North Korea, however, will be a top challenge for the new administration. North Korea's unprecedented and accelerating tempo of missile tests and nuclear detonations – 64 between 2009 and 2016 – shows no signs of abating. We can expect more in 2017.
At the same time, we must deal with the fact that North Koreans suffer widespread human rights violations and are denied fundamental freedoms. The 2014 United Nations Commission of Inquiry (COI) Report documents food shortages, political prison camps, public executions, and detentions without due process.
Along with mass labor mobilization, these atrocities all favor the regime and its objectives over the rights of ordinary citizens. And an unprecedented wave of elite purges has led to a number of recent high-level defections.
Fortunately, the COI’s charges of crimes against humanity have galvanized world opinion. Nations can no longer ignore the issue when dealing with Pyongyang or those that interact regularly with it.
The fact is, denuclearization can neither be pursued nor attained without addressing these abuses. Data from the Committee on Human Rights in North Korea shows that revenues from human rights abuses, like the export of slave labor, are suspected to fund nuclear proliferation activities.

(Stored entries)

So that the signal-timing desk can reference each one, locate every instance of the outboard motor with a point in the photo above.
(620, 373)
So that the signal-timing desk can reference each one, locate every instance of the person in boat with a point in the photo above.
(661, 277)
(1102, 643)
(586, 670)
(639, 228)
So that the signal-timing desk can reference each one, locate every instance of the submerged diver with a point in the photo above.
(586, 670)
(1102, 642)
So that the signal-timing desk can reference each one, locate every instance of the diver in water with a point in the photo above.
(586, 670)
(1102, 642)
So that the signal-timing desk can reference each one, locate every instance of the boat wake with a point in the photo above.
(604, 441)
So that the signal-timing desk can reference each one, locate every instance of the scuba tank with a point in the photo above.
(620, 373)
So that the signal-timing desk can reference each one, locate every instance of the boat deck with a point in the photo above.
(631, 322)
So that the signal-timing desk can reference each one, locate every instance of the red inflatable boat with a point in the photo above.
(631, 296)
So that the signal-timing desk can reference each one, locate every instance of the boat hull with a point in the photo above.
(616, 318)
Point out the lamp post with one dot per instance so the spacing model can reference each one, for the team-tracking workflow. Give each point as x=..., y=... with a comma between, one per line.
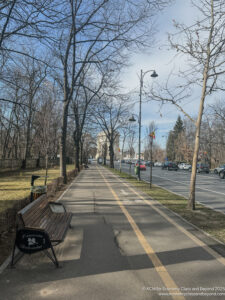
x=132, y=119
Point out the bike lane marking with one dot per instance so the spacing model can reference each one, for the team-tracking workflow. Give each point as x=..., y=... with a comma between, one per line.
x=159, y=267
x=216, y=255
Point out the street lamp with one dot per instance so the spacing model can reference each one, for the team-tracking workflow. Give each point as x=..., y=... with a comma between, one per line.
x=132, y=119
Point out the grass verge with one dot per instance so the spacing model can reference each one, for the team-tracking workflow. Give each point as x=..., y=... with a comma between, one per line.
x=15, y=185
x=210, y=221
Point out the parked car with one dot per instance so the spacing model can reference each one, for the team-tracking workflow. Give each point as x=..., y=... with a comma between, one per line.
x=218, y=169
x=201, y=168
x=169, y=165
x=184, y=166
x=149, y=163
x=142, y=166
x=222, y=174
x=158, y=164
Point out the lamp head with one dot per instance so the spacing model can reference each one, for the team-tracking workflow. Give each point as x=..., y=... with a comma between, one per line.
x=154, y=74
x=132, y=119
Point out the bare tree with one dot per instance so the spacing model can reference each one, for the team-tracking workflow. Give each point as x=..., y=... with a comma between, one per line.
x=204, y=47
x=110, y=115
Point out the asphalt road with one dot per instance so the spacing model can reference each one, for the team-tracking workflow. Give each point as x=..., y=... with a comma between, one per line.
x=122, y=245
x=210, y=189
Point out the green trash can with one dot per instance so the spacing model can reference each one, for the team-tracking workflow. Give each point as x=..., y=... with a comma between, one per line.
x=136, y=170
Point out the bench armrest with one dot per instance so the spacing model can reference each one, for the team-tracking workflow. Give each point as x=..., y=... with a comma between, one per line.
x=57, y=207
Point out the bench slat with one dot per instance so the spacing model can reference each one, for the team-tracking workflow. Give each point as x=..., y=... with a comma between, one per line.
x=38, y=214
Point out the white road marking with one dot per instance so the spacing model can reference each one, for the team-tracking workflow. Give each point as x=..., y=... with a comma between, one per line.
x=124, y=192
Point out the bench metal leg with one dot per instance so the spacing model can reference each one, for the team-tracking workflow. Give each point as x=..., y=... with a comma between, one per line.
x=13, y=254
x=52, y=257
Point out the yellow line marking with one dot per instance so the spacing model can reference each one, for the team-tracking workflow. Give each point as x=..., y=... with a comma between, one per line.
x=216, y=255
x=161, y=270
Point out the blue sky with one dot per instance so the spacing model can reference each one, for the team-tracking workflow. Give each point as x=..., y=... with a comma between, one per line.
x=162, y=61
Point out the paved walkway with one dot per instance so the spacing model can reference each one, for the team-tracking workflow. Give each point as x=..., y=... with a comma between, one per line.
x=122, y=245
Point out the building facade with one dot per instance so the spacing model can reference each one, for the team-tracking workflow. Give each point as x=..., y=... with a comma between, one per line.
x=103, y=146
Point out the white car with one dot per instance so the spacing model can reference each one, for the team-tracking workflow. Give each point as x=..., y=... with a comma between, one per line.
x=184, y=166
x=187, y=167
x=218, y=169
x=158, y=164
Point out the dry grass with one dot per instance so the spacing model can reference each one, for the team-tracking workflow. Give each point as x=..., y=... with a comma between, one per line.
x=210, y=221
x=15, y=185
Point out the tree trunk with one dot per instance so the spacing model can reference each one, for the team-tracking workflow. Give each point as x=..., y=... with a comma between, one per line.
x=111, y=154
x=63, y=143
x=191, y=200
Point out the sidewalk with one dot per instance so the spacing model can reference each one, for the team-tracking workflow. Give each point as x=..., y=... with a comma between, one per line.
x=121, y=246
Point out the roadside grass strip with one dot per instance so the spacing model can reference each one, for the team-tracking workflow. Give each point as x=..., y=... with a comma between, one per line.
x=15, y=185
x=208, y=220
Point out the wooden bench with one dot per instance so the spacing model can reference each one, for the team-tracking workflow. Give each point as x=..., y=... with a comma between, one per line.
x=40, y=226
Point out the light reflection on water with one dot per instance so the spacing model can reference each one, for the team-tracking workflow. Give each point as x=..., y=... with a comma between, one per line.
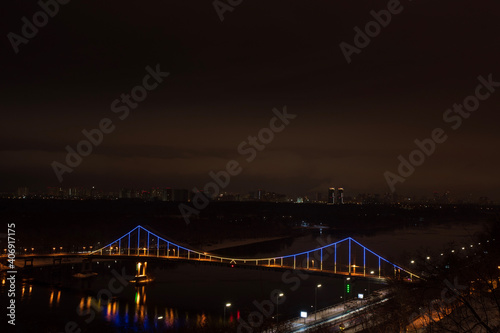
x=137, y=314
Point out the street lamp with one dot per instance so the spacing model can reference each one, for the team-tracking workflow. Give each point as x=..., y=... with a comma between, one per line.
x=277, y=308
x=316, y=301
x=345, y=288
x=226, y=306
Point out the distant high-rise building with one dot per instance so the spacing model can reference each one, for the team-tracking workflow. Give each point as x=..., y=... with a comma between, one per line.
x=331, y=196
x=22, y=191
x=340, y=196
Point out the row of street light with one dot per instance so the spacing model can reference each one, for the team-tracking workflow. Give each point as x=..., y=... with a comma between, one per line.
x=347, y=287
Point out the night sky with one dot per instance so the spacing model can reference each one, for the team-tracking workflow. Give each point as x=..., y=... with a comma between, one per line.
x=353, y=120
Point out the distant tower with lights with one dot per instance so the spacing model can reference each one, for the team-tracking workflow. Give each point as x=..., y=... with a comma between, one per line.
x=340, y=196
x=331, y=196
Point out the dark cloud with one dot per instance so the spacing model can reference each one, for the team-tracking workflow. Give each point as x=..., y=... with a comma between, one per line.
x=226, y=77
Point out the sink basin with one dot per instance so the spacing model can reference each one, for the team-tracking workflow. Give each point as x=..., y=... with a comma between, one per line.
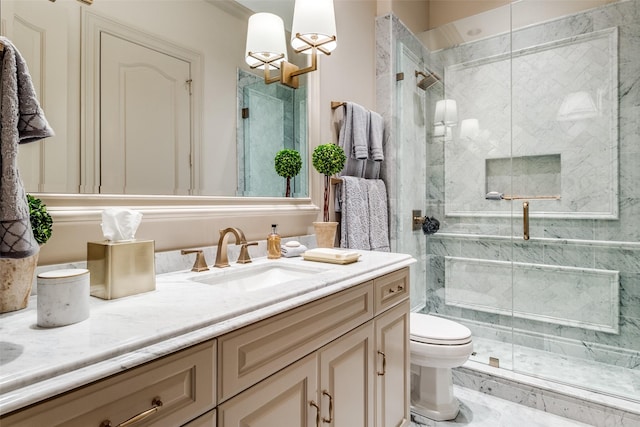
x=256, y=277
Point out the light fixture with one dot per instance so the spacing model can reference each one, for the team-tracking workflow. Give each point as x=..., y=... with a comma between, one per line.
x=313, y=33
x=442, y=131
x=577, y=106
x=446, y=113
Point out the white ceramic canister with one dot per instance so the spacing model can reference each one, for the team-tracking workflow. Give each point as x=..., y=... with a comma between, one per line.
x=63, y=297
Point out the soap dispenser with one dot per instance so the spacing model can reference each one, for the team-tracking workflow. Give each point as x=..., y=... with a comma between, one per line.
x=273, y=243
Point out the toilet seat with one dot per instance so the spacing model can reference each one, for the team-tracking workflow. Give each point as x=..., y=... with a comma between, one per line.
x=428, y=329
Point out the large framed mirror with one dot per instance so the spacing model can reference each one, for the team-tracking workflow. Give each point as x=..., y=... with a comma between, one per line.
x=143, y=96
x=58, y=39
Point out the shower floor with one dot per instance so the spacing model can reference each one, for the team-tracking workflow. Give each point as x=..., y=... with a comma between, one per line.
x=599, y=377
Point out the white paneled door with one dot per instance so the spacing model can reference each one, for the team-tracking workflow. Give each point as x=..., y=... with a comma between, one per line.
x=145, y=99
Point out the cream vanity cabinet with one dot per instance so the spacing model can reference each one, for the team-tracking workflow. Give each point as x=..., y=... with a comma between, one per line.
x=339, y=361
x=170, y=391
x=342, y=360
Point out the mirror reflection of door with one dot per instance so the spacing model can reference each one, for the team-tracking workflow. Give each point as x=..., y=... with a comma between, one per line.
x=145, y=98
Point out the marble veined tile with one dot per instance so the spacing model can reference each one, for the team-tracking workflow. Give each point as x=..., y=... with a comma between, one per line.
x=482, y=410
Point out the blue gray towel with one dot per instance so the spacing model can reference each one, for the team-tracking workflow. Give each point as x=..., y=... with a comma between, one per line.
x=21, y=121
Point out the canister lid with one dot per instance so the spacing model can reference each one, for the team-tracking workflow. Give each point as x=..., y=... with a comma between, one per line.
x=63, y=273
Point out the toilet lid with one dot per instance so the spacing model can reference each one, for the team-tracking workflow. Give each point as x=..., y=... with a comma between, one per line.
x=430, y=329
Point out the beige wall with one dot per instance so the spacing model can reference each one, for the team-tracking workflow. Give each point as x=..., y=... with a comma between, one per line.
x=444, y=11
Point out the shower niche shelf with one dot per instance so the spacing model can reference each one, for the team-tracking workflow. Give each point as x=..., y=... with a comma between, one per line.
x=525, y=177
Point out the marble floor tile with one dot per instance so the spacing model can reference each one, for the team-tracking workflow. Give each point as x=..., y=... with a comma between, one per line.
x=599, y=377
x=481, y=410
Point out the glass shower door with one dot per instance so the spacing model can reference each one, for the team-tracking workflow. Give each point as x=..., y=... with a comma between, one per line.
x=575, y=161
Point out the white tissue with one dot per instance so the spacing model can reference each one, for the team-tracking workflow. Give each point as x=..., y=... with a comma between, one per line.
x=120, y=224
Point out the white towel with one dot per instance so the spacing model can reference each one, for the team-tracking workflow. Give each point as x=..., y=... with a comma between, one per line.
x=354, y=228
x=21, y=121
x=378, y=215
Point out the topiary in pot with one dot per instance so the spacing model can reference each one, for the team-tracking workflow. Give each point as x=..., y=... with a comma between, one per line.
x=288, y=164
x=17, y=273
x=41, y=221
x=328, y=159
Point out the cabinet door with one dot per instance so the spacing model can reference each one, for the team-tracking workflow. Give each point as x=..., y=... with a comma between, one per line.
x=347, y=379
x=392, y=385
x=284, y=399
x=206, y=420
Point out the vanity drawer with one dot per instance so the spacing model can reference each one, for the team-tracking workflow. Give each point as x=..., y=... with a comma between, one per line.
x=184, y=382
x=391, y=289
x=251, y=354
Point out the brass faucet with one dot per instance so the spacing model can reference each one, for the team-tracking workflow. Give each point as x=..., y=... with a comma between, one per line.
x=200, y=263
x=222, y=260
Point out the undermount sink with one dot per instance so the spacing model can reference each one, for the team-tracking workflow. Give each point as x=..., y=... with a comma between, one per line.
x=256, y=277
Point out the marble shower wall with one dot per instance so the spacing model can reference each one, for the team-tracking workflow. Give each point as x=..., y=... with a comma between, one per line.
x=277, y=119
x=605, y=247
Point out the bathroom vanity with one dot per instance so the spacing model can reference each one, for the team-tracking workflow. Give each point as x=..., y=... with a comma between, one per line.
x=329, y=347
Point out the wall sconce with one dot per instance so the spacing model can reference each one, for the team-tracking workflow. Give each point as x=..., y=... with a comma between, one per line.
x=577, y=106
x=313, y=33
x=446, y=113
x=442, y=131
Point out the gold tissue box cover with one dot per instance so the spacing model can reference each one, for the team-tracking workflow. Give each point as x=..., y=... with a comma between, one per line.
x=120, y=269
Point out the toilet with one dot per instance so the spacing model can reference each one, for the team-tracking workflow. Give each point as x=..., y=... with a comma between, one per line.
x=437, y=345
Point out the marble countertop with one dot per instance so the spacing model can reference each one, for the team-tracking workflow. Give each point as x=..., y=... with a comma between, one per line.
x=37, y=363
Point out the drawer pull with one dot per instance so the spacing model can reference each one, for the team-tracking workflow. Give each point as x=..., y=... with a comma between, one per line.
x=384, y=364
x=315, y=405
x=330, y=420
x=157, y=403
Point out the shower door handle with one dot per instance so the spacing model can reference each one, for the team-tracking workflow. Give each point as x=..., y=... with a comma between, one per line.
x=525, y=220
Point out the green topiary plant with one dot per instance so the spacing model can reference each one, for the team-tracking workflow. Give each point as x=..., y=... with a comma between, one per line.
x=328, y=159
x=41, y=221
x=288, y=164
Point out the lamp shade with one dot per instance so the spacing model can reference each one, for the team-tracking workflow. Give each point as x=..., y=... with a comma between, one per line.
x=446, y=112
x=265, y=41
x=314, y=20
x=577, y=106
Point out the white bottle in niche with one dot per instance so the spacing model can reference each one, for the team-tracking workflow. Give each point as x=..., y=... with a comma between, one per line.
x=63, y=297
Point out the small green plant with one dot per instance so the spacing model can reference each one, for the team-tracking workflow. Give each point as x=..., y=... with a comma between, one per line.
x=288, y=164
x=328, y=159
x=41, y=221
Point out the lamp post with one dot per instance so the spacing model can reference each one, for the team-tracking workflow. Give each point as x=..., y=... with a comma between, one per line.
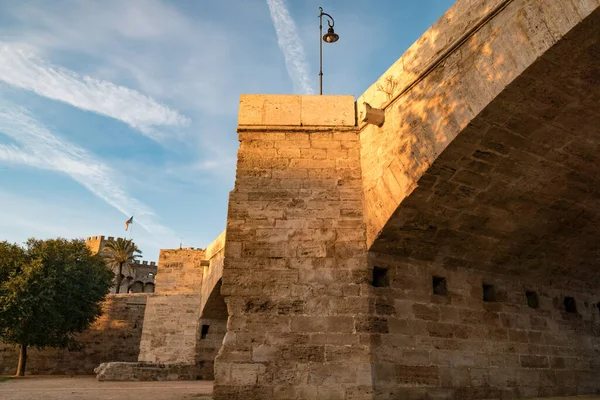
x=329, y=37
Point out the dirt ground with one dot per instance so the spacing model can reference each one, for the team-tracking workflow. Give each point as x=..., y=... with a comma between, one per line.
x=88, y=388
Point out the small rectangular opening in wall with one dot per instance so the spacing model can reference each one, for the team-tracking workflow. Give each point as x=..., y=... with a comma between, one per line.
x=380, y=277
x=532, y=299
x=204, y=331
x=489, y=292
x=570, y=305
x=439, y=286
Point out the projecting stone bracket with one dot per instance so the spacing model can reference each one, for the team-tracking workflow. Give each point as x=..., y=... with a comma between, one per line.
x=373, y=116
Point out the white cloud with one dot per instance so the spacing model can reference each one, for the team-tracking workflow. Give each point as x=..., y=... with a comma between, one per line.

_TASKS TO PERFORM_.
• a. Translate this sentence from the passage on North Korea into Spanish: "Fortunately, the COI’s charges of crimes against humanity have galvanized world opinion."
• b. Reproduce the passage on North Korea between "North Korea, however, will" and "without due process.", inclusive.
• c. Extend the passage on North Korea, writing on from its final sentence.
The listing was drawn from a separate source.

_RESPONSE LIST_.
• a. Afortunadamente, las acusaciones de crímenes de lesa humanidad formuladas por la COI han movilizado a la opinión pública mundial.

• b.
North Korea, however, will be a top challenge for the new administration. North Korea's unprecedented and accelerating tempo of missile tests and nuclear detonations – 64 between 2009 and 2016 – shows no signs of abating. We can expect more in 2017.
At the same time, we must deal with the fact that North Koreans suffer widespread human rights violations and are denied fundamental freedoms. The 2014 United Nations Commission of Inquiry (COI) Report documents food shortages, political prison camps, public executions, and detentions without due process.

• c.
Unfortunately, sanctions have not altered the regime’s behavior, either towards its own people or in building a nuclear arsenal. As a result, strategic patience will not suffice as a policy for the new administration, especially since North Korea will have scores of nuclear weapons by the end of this decade. And those weapons will be mated to ballistic missiles for delivery to regional and intercontinental targets, including perhaps our own West Coast.
Kicking the can down the road is not an option.
Instead, as a new Bush Institute report by scholars Victor Cha and Robert Gallucci argues, we need a more engaged North Korea policy that must equally pursue denuclearization and human rights improvement, while incorporating these elements:
Integrate non-proliferation and human rights sanctions
We must strengthen our sanctions strategy to isolate and weaken North Korea, including calling out political and military leaders for making money off selling nuclear technologies, illicit activities, and human rights abuses.
View China as part of the solution, but not the total solution
We must remind Beijing of its responsibility to use its influence with its clients in Pyongyang to avoid provocations. At the same time, we must resist the temptation to subcontract the most urgent security issue in Northeast Asia to China.
Maintain denuclearization goals
While remaining open to diplomatic options, we must insist that the outcome of negotiations include the eventual re-entry of the North into the Non-Proliferation Treaty regime.
Stop horizontal proliferation
We must unambiguously warn the North Koreans at the highest levels that the transfer of sensitive nuclear technology to another state or non-national actor cannot and will not be tolerated by the United States. We must draw a genuine red line.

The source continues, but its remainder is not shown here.